> [GIVEN TASK] Render every one of the rows below as a numbered list, omitting blank lines and leaving the pictures out.

> [STORED DATA]
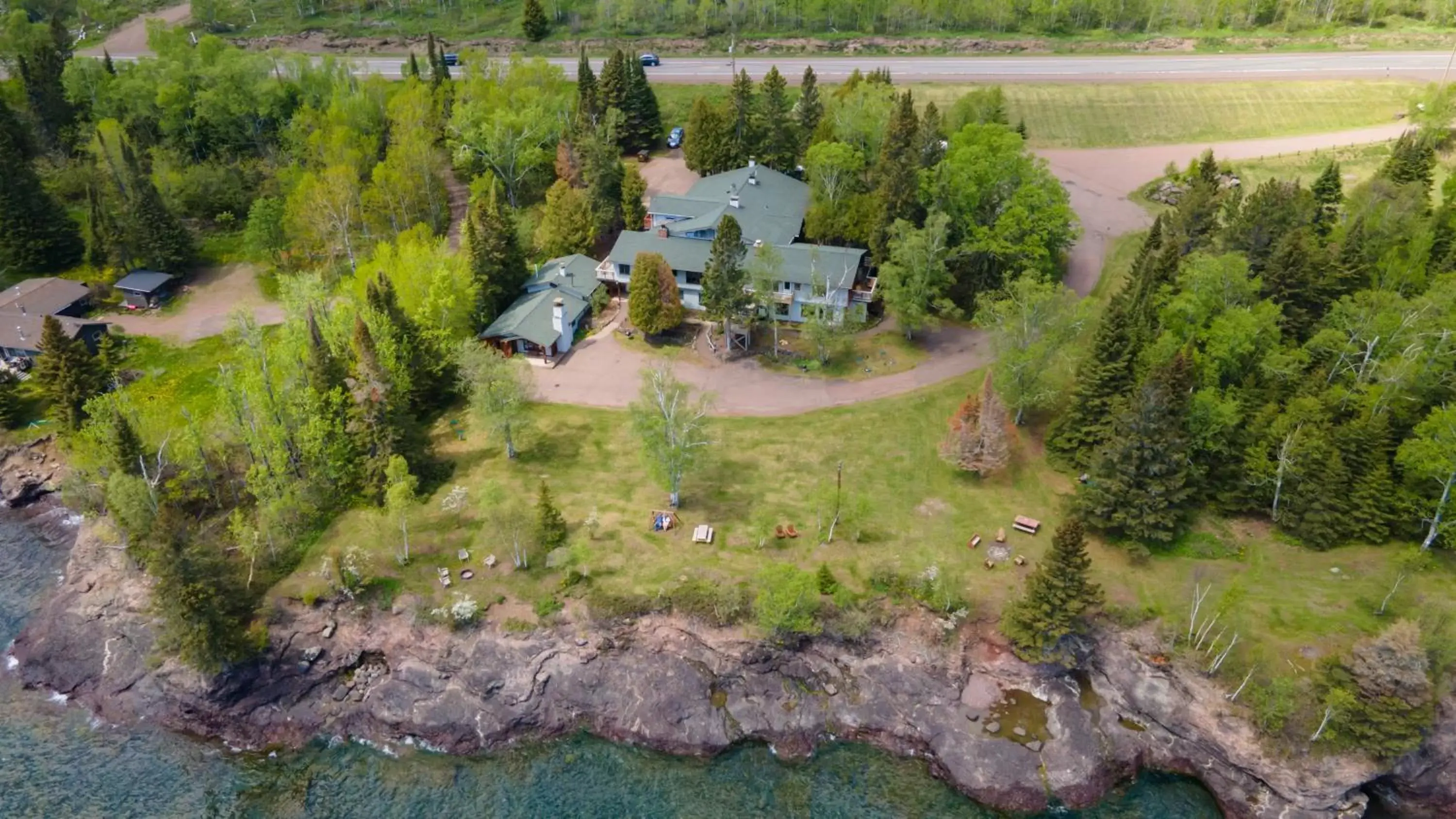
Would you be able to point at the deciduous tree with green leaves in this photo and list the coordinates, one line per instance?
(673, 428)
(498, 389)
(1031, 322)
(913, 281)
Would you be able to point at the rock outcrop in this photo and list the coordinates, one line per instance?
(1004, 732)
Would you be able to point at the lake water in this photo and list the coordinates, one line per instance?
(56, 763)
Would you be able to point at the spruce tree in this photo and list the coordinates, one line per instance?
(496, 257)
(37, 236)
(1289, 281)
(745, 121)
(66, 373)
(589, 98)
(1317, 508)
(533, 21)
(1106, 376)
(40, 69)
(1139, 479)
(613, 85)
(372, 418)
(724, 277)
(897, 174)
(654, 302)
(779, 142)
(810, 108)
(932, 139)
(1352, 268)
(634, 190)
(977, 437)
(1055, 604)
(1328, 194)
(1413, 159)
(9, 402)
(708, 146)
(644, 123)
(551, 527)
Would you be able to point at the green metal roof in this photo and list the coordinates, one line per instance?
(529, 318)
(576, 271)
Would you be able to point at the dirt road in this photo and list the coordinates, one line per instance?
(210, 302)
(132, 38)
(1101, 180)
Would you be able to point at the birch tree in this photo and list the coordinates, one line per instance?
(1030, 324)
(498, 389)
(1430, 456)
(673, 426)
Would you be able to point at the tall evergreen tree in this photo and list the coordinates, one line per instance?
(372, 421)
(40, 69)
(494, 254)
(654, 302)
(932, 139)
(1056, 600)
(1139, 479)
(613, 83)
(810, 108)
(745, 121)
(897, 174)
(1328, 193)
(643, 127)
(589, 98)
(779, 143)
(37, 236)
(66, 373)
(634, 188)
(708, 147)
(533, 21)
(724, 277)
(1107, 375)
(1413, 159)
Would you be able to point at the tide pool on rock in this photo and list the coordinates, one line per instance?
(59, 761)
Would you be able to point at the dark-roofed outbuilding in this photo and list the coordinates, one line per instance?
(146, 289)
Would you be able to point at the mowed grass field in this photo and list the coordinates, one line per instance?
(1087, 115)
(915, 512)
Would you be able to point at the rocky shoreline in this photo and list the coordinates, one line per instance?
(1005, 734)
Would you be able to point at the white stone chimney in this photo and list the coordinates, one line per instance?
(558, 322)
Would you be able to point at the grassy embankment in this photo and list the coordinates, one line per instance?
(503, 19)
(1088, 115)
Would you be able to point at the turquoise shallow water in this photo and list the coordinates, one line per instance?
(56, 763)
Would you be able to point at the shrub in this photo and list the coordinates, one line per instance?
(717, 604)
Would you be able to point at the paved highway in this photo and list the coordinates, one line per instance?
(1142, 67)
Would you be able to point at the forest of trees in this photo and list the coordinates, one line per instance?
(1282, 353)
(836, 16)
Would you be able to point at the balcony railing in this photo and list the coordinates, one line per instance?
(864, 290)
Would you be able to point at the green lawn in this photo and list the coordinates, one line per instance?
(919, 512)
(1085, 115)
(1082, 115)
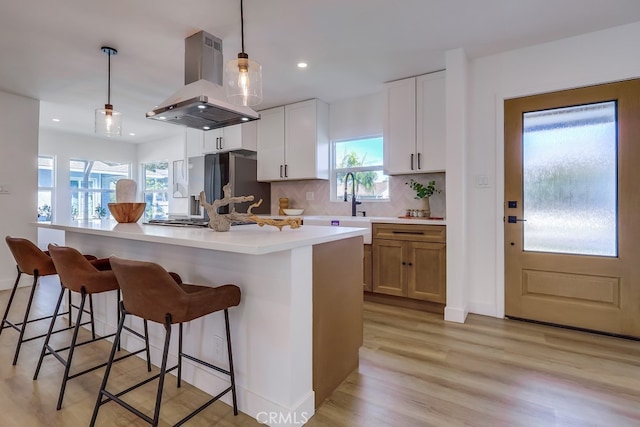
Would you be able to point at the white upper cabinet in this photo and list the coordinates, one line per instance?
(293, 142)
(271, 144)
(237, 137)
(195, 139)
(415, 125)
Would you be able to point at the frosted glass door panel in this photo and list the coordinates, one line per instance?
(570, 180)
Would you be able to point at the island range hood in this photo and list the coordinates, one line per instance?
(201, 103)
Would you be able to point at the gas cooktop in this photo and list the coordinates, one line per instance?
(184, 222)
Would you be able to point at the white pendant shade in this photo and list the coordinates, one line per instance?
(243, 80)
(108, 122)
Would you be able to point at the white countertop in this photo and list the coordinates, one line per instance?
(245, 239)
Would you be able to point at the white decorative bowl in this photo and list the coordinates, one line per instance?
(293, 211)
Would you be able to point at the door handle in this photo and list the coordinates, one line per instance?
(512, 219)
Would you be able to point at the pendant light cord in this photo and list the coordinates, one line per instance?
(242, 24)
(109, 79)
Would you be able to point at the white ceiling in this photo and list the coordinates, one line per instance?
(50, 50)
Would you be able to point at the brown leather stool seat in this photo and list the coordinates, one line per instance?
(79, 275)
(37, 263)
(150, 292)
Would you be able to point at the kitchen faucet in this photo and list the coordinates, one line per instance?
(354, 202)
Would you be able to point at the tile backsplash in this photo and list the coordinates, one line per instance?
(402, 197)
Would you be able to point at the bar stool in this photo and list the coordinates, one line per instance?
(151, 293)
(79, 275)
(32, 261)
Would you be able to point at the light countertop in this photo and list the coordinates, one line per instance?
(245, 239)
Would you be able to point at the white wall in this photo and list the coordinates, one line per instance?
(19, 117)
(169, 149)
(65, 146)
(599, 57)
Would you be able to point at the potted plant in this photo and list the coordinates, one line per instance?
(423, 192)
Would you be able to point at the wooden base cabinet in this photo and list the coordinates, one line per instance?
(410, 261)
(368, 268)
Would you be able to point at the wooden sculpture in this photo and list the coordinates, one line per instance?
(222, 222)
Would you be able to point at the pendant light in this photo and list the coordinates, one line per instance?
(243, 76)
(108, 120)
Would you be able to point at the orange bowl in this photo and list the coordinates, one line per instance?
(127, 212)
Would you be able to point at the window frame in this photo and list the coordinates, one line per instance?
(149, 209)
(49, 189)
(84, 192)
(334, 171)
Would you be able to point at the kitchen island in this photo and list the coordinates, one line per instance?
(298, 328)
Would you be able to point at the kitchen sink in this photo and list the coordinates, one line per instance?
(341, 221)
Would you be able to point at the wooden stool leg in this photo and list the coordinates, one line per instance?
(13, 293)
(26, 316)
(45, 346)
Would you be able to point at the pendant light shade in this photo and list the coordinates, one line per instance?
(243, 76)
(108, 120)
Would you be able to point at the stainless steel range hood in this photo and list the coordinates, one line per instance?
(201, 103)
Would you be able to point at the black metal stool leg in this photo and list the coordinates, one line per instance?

> [FULL SOLUTION]
1. Would you be able to point at the deciduous tree with green leaves in this photo and list the coordinates, one line per instance?
2. (673, 428)
3. (498, 389)
4. (1031, 322)
5. (913, 281)
6. Would you be able to point at the rock outcrop in this photo and list the coordinates, one line per instance?
7. (1004, 732)
8. Would you be able to point at the lake water in this photo and list the coordinates, one line per instance?
9. (56, 763)
10. Would you be able to point at the spruce tree in this photo and list the coordinates, one line per instance?
11. (496, 257)
12. (37, 236)
13. (1289, 281)
14. (745, 121)
15. (66, 373)
16. (589, 98)
17. (1317, 508)
18. (533, 21)
19. (1106, 376)
20. (40, 69)
21. (1139, 479)
22. (613, 85)
23. (372, 418)
24. (724, 277)
25. (897, 174)
26. (654, 302)
27. (779, 142)
28. (810, 108)
29. (932, 139)
30. (1352, 268)
31. (634, 190)
32. (977, 437)
33. (1055, 604)
34. (1328, 194)
35. (1413, 159)
36. (9, 402)
37. (708, 146)
38. (644, 123)
39. (551, 527)
40. Would you be able to point at the green metal roof in this photo and list the coordinates, one line per instance?
41. (529, 318)
42. (576, 271)
43. Would you be able to point at the dirt road in this photo and list the coordinates, one line per instance?
44. (210, 302)
45. (132, 38)
46. (1101, 180)
47. Would you be able to point at the birch tree in this photo and list the coordinates, one line per instance?
48. (1030, 324)
49. (498, 389)
50. (1430, 456)
51. (673, 426)
52. Would you be able to point at the tall evergreen tree in this photo and list the coordinates, one line per instance?
53. (372, 421)
54. (40, 69)
55. (494, 254)
56. (654, 302)
57. (932, 139)
58. (1056, 600)
59. (1139, 479)
60. (613, 83)
61. (810, 108)
62. (745, 121)
63. (897, 174)
64. (1328, 193)
65. (643, 127)
66. (589, 98)
67. (779, 143)
68. (37, 236)
69. (66, 373)
70. (634, 188)
71. (708, 147)
72. (533, 21)
73. (724, 277)
74. (1107, 375)
75. (1413, 159)
76. Would you be able to point at the tide pool on rock in this photo and list the coordinates, one line per instance?
77. (59, 761)
78. Would you be able to point at the dark-roofed outbuilding in this photo and list the coordinates, one line per instance?
79. (146, 289)
80. Would you be able to point at the mowed grass field in this photo and list the coordinates, one line per instance?
81. (1087, 115)
82. (915, 512)
83. Would you be able to point at the rocky shoreline in this photo and list the coordinates, one line per instance?
84. (1005, 734)
85. Would you be able to point at the white stone chimney in this photo and list the coordinates, one line per instance?
86. (558, 322)
87. Would you be able to point at the grassy embankment in this photo and list the coordinates, one line per instance?
88. (503, 19)
89. (1088, 115)
90. Would you be able to point at the turquoise shallow water in this photo and list the coordinates, one line per instance?
91. (56, 763)
92. Would you be able to point at the shrub in this photo and list the coordinates, one line per instance?
93. (717, 604)
94. Would you be able to point at the paved highway in this photo and list the coordinates, one line per instance?
95. (1142, 67)
96. Would you be able to point at the forest of trees in this photo and list the coordinates, one line per instance?
97. (1282, 353)
98. (836, 16)
99. Would you be able to point at the balcony railing in this photo and list the coordinates, one line per instance?
100. (864, 290)
101. Would you be able to point at the green lawn in this photo and list the coordinates, one line per instance?
102. (919, 512)
103. (1085, 115)
104. (1082, 115)
105. Would you be able to point at the white upper cabinet in this photo and list the coordinates, one line per instance?
106. (293, 142)
107. (271, 144)
108. (237, 137)
109. (195, 139)
110. (415, 125)
111. Would you be able to point at the frosted glass door panel in this photo and list the coordinates, one line per instance?
112. (570, 180)
113. Would you be able to point at the island range hood in this photo and list the coordinates, one line per instance?
114. (201, 103)
115. Would you be able to point at the gas cooktop in this photo and list the coordinates, one line per instance?
116. (184, 222)
117. Would you be able to point at the white pendant shade in this photo and list the coordinates, one line per instance?
118. (243, 80)
119. (108, 122)
120. Would you be able to point at the white countertop in this photo and list the coordinates, one line per instance?
121. (245, 239)
122. Would you be able to point at the white decorative bowl in this photo and list the coordinates, one line per instance?
123. (293, 211)
124. Would you be able to point at the door handle in this photo and list the coordinates, one line per instance?
125. (512, 219)
126. Would you be able to point at the pendant light cord in this photo and list the coordinates, one line per instance?
127. (242, 24)
128. (109, 79)
129. Would you be able to point at the white ceiling in this photo and list the coordinates, one line per instance?
130. (50, 50)
131. Would you be able to point at the brown leather stool seat in this photo and list the coordinates, one line per instance?
132. (79, 275)
133. (37, 263)
134. (150, 292)
135. Would you be able to point at the kitchen faucet in this photo and list the coordinates, one line per instance?
136. (354, 202)
137. Would you be able to point at the tile backsplash in this photo and list the coordinates, one line per instance?
138. (402, 197)
139. Would you be able to point at the bar stool in this photo and list the coordinates, one line per instance?
140. (151, 293)
141. (79, 275)
142. (32, 261)
143. Would you be able to point at the light countertop in this photo and list the coordinates, one line per instance?
144. (245, 239)
145. Would you be able to point at the white wall in this photo and list the coordinates, one line per instance?
146. (19, 117)
147. (169, 149)
148. (65, 146)
149. (599, 57)
150. Would you be able to point at the potted plant in this photo and list the coordinates, one line per instance?
151. (423, 192)
152. Would you be able to point at the wooden base cabinet in this photo and list the coordinates, one line per instance?
153. (410, 261)
154. (368, 268)
155. Would you be able to point at the wooden sculpture in this photo and list the coordinates, one line per instance?
156. (222, 222)
157. Would you be able to point at the pendant light in this photo and list the coordinates, one line per instance?
158. (243, 76)
159. (108, 120)
160. Would you be able to point at the orange bowl in this photo and list the coordinates, one line per instance?
161. (127, 212)
162. Would you be able to point at the window frame in this photo and list the coordinates, one line per instance?
163. (149, 209)
164. (49, 189)
165. (84, 192)
166. (334, 171)
167. Would you be able to point at the kitchen island in this photo and list the coordinates, one line per instance?
168. (298, 328)
169. Would you be able to point at the kitchen sink in this photo and list the coordinates, one line per instance?
170. (341, 221)
171. Would you be able to point at the wooden stool leg in this photo and list the coordinates, one line per instance?
172. (13, 293)
173. (26, 316)
174. (45, 346)
175. Would you be able to point at the pendant light shade in this photo and list the coordinates, one line per instance?
176. (243, 76)
177. (108, 120)
178. Would you be able to point at the stainless steel range hood in this photo and list the coordinates, one line per instance?
179. (201, 103)
180. Would you be able to point at the black metal stool leg in this photo and list the coordinates, one line per instance?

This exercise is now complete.